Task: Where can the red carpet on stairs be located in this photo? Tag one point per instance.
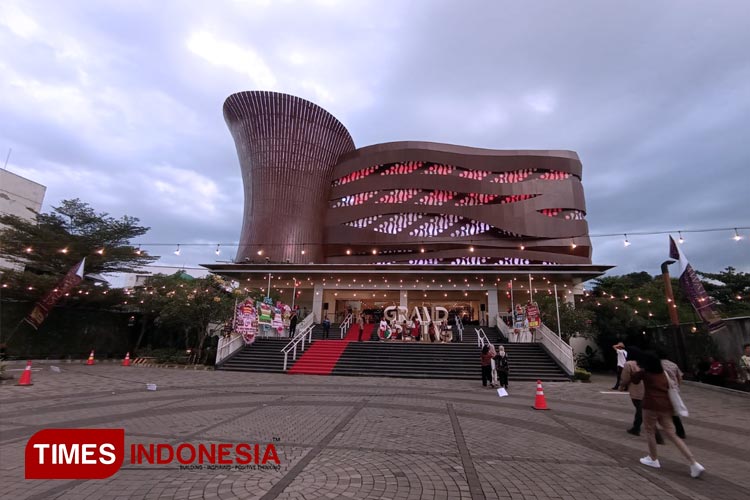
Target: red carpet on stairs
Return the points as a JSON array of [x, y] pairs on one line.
[[321, 357]]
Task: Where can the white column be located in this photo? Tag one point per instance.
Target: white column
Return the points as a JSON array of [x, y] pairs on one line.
[[492, 307], [318, 302]]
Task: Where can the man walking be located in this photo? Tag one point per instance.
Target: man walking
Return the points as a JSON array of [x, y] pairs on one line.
[[293, 324], [361, 326], [622, 355], [326, 327], [745, 364], [675, 375], [636, 391]]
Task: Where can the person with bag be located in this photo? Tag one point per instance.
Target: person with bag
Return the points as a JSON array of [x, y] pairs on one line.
[[486, 360], [501, 365], [675, 375], [659, 404], [493, 370]]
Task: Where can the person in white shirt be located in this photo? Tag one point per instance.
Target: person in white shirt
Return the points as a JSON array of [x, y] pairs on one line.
[[622, 356]]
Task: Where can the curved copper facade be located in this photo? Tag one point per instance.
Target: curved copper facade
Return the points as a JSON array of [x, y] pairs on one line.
[[287, 149], [428, 203], [306, 188]]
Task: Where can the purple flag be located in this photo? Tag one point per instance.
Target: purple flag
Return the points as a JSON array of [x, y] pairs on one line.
[[45, 305], [693, 289]]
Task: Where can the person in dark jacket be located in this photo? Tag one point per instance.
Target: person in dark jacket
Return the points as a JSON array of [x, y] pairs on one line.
[[501, 365], [293, 324], [486, 366], [657, 408], [326, 327]]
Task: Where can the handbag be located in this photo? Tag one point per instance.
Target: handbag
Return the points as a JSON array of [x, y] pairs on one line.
[[678, 406]]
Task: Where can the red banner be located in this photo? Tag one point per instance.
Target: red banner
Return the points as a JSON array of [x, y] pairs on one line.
[[74, 453], [42, 308]]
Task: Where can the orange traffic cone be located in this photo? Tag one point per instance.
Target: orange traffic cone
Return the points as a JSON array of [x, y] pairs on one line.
[[540, 403], [26, 376]]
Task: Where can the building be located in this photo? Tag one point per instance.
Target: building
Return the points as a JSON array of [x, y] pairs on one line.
[[20, 197], [403, 223]]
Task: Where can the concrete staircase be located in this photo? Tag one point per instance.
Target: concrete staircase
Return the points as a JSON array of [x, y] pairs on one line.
[[396, 359]]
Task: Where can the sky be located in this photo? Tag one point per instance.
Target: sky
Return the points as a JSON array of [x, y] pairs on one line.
[[119, 103]]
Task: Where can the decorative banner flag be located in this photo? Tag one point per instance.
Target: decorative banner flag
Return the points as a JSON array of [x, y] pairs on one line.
[[246, 321], [43, 307], [693, 288]]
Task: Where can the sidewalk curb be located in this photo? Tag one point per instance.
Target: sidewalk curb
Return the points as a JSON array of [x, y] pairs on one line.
[[716, 388]]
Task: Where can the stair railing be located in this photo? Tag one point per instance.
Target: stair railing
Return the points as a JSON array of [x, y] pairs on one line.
[[557, 348], [503, 327], [228, 345], [305, 335], [308, 321], [346, 324]]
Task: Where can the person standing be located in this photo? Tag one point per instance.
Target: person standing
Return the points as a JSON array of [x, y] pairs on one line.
[[657, 408], [486, 360], [326, 327], [745, 364], [622, 355], [675, 375], [501, 365], [635, 389], [361, 326], [293, 324]]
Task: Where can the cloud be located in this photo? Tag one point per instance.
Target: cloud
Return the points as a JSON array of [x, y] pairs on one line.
[[232, 56]]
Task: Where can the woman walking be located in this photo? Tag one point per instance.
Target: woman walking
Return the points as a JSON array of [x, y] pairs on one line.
[[501, 364], [657, 407], [486, 366]]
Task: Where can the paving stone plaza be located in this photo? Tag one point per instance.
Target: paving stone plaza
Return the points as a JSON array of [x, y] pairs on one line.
[[341, 437]]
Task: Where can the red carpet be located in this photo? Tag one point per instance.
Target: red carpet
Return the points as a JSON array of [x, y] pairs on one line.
[[321, 357]]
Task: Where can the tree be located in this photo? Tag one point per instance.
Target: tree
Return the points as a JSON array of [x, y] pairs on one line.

- Goal of the exercise -
Could you write out, unchanged, the line with "Task: Where can the paving" and every line after it in the data above?

- Answer to this exercise -
Task: Where can the paving stone plaza be located in this photo? Tag one point per instance.
Target: paving stone plaza
Return the points as a JSON array of [x, y] pairs on one line.
[[341, 437]]
Task: Where can the red carpet be located in this photo? Tag one point per instance.
Target: red carpet
Return the points as a JSON array of [x, y] pairs on one line.
[[321, 357]]
Task: Where can the tree be located in this photo? Tag one point per instance.
Target: tree
Return the points as a JSON array of [x, y] pairs on one line.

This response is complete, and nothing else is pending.